WHAT THE TASK ASKS:
Render all the rows below as a numbered list of lines, omitting blank lines. Leave the pictures out of your answer.

INPUT:
■ ■ ■
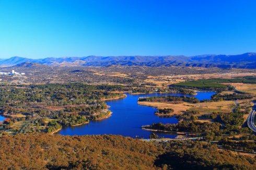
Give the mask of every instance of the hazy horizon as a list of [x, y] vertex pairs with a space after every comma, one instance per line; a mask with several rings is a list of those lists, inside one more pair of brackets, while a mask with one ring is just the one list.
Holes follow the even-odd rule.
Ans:
[[255, 6], [255, 1], [3, 0], [0, 58], [256, 51]]

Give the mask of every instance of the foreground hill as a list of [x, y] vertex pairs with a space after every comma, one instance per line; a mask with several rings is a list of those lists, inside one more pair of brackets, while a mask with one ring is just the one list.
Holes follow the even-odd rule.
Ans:
[[247, 53], [240, 55], [203, 55], [185, 56], [120, 56], [83, 57], [49, 57], [43, 59], [29, 59], [13, 57], [0, 60], [1, 66], [10, 66], [24, 62], [38, 63], [50, 66], [190, 66], [219, 68], [256, 68], [256, 53]]
[[248, 169], [254, 158], [200, 142], [144, 142], [117, 136], [0, 137], [1, 169]]

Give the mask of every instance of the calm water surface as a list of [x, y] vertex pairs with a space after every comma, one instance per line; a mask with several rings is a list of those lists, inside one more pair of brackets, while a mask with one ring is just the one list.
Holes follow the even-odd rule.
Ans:
[[0, 121], [3, 121], [5, 119], [5, 117], [0, 115]]
[[[195, 95], [197, 99], [210, 99], [214, 92], [199, 92]], [[59, 132], [63, 135], [121, 135], [131, 137], [139, 137], [148, 138], [152, 131], [143, 130], [142, 125], [150, 125], [153, 123], [175, 124], [178, 119], [175, 117], [160, 118], [155, 115], [156, 108], [138, 105], [139, 97], [153, 96], [183, 96], [179, 93], [152, 93], [131, 95], [126, 94], [124, 99], [107, 101], [112, 112], [110, 117], [99, 121], [90, 121], [88, 124], [63, 128]], [[186, 95], [186, 96], [192, 96]], [[176, 135], [155, 132], [159, 137], [174, 138]]]

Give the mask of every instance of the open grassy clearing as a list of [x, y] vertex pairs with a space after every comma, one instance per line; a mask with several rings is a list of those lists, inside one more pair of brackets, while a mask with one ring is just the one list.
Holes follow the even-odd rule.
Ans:
[[248, 84], [243, 83], [227, 83], [224, 84], [232, 86], [238, 90], [251, 93], [254, 95], [256, 95], [256, 84]]
[[179, 104], [164, 103], [160, 102], [138, 102], [139, 104], [157, 107], [163, 109], [171, 108], [174, 110], [172, 114], [180, 115], [184, 113], [187, 110], [198, 111], [199, 115], [213, 112], [228, 113], [232, 111], [235, 106], [233, 101], [220, 101], [214, 102], [204, 102], [191, 104], [187, 102], [182, 102]]

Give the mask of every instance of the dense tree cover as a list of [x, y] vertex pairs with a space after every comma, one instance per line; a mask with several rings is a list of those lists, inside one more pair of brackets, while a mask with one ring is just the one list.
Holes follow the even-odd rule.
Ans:
[[255, 159], [200, 142], [152, 143], [117, 136], [0, 138], [4, 169], [255, 169]]
[[197, 122], [191, 120], [181, 121], [177, 124], [161, 123], [154, 123], [148, 126], [144, 126], [146, 129], [168, 131], [183, 131], [196, 133], [201, 136], [205, 136], [209, 133], [218, 135], [220, 133], [220, 124], [217, 123]]
[[153, 96], [149, 98], [140, 98], [138, 99], [139, 102], [155, 102], [164, 103], [179, 103], [181, 102], [186, 102], [189, 103], [199, 103], [199, 100], [194, 97], [187, 96]]
[[223, 138], [218, 142], [218, 144], [228, 150], [243, 151], [250, 153], [256, 152], [255, 141], [235, 141]]
[[174, 141], [161, 143], [166, 151], [156, 165], [174, 169], [254, 169], [255, 160], [219, 150], [216, 145], [199, 142]]
[[209, 90], [227, 90], [229, 87], [227, 85], [220, 84], [208, 80], [199, 80], [179, 82], [171, 87], [182, 87], [192, 88], [195, 89]]
[[[5, 129], [11, 129], [14, 133], [52, 132], [61, 126], [106, 118], [111, 113], [102, 100], [124, 96], [116, 92], [122, 90], [123, 86], [121, 86], [78, 83], [3, 86], [0, 87], [0, 110], [10, 117], [10, 121], [4, 122], [2, 126]], [[17, 114], [21, 117], [15, 117]], [[41, 121], [42, 118], [48, 119]], [[57, 124], [48, 123], [49, 120], [54, 120], [54, 123]], [[22, 121], [23, 125], [12, 126], [14, 123], [19, 121]]]
[[52, 121], [48, 123], [47, 132], [51, 133], [59, 130], [61, 128], [61, 125], [56, 121]]
[[173, 112], [174, 110], [171, 108], [165, 108], [163, 109], [158, 109], [155, 114], [161, 117], [169, 117], [171, 116], [170, 114]]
■ ■ ■
ANSWER TO THIS TASK:
1. Give the mask of every instance of the hazy horizon as a list of [x, y] vertex pairs with a space after every comma, one instance per line; a mask with several rings is a list of those lists, inside one more pair of brackets, while a mask with one ring is just the one list.
2. Holes follow the even-odd rule.
3. Ans:
4. [[255, 6], [255, 1], [3, 0], [0, 58], [256, 51]]
5. Give the mask of every instance of the foreground hill as a list of [x, y] vertex pairs with a space after every comma, one instance per line; a mask with several rings is a list of those lists, inside one more pair of brackets, while a mask with one ring is just the one list.
6. Holes follow the even-odd rule.
7. Ans:
8. [[247, 53], [240, 55], [203, 55], [185, 56], [120, 56], [83, 57], [49, 57], [43, 59], [29, 59], [13, 57], [0, 60], [1, 66], [10, 66], [24, 62], [38, 63], [50, 66], [190, 66], [219, 68], [256, 68], [256, 53]]
9. [[248, 169], [254, 158], [200, 142], [144, 142], [117, 136], [0, 137], [1, 169]]
10. Give the mask of every instance of the calm water surface as a list of [x, y] vertex pairs with a space after every comma, one instance per line; a mask with several rings is a list of those lists, inside one more pair of brackets, while a mask with one ring is just the one list.
11. Holes follow the even-odd rule.
12. Ans:
13. [[0, 121], [3, 121], [5, 119], [5, 117], [0, 115]]
14. [[[195, 95], [197, 99], [210, 99], [214, 92], [199, 92]], [[59, 132], [63, 135], [121, 135], [131, 137], [139, 137], [148, 138], [152, 131], [143, 130], [142, 125], [150, 125], [153, 123], [175, 124], [178, 119], [175, 117], [160, 118], [155, 115], [156, 108], [138, 105], [139, 97], [153, 96], [183, 96], [179, 93], [152, 93], [131, 95], [126, 94], [124, 99], [107, 101], [112, 112], [110, 117], [99, 121], [90, 121], [88, 124], [63, 128]], [[186, 95], [186, 96], [192, 96]], [[176, 135], [155, 132], [159, 137], [174, 138]]]
15. Give the mask of every instance of the open grassy clearing as a list of [x, y] vertex pairs with a space after every comma, one instance per line; a mask with several rings is a list of those lists, inside one more pair of brackets, while a mask with one ring is just the one list.
16. Holes follow the even-odd rule.
17. Ans:
18. [[248, 84], [243, 83], [227, 83], [224, 84], [232, 86], [238, 90], [251, 93], [254, 95], [256, 95], [256, 84]]
19. [[179, 104], [164, 103], [160, 102], [138, 102], [139, 104], [157, 107], [163, 109], [171, 108], [174, 110], [172, 114], [180, 115], [184, 113], [187, 110], [198, 111], [199, 115], [213, 112], [228, 113], [232, 111], [235, 106], [233, 101], [220, 101], [214, 102], [204, 102], [191, 104], [187, 102], [182, 102]]
20. Give the mask of every instance of the dense tree cover as a list of [x, y] vertex pairs with a space after every comma, one instance per line; a mask with several rings is a list of those lists, inside one more pair of brackets, while a mask with one ring is just the one list.
21. Holes follow the even-odd rule.
22. Ans:
23. [[255, 159], [200, 142], [152, 143], [117, 136], [0, 138], [4, 169], [255, 169]]
24. [[197, 122], [191, 120], [181, 121], [177, 124], [161, 123], [154, 123], [148, 126], [144, 126], [146, 129], [168, 131], [183, 131], [196, 133], [201, 136], [205, 136], [209, 133], [218, 135], [220, 133], [220, 124], [217, 123]]
25. [[153, 96], [149, 98], [140, 98], [138, 99], [139, 102], [155, 102], [164, 103], [179, 103], [181, 102], [186, 102], [189, 103], [199, 103], [199, 100], [194, 97], [187, 96]]
26. [[223, 138], [218, 142], [218, 144], [228, 150], [243, 151], [250, 153], [256, 152], [255, 141], [235, 141]]
27. [[174, 141], [161, 143], [166, 151], [156, 165], [174, 169], [254, 169], [255, 160], [219, 150], [216, 145], [199, 142]]
28. [[209, 90], [227, 90], [229, 87], [227, 85], [220, 84], [208, 80], [199, 80], [179, 82], [171, 87], [182, 87], [192, 88], [195, 89]]
29. [[[5, 129], [11, 129], [14, 133], [52, 132], [61, 126], [106, 118], [111, 113], [102, 100], [124, 96], [116, 92], [122, 90], [123, 86], [121, 86], [78, 83], [3, 86], [0, 87], [0, 110], [10, 117], [10, 121], [4, 122], [2, 126]], [[17, 114], [21, 117], [15, 117]], [[41, 121], [42, 118], [48, 119]], [[57, 124], [48, 123], [49, 120], [54, 120], [54, 123]], [[22, 121], [23, 125], [12, 126], [14, 123], [19, 121]]]
30. [[52, 121], [48, 123], [47, 132], [51, 133], [59, 130], [61, 128], [61, 125], [56, 121]]
31. [[173, 112], [174, 110], [171, 108], [165, 108], [163, 109], [158, 109], [155, 114], [161, 117], [169, 117], [171, 116], [170, 114]]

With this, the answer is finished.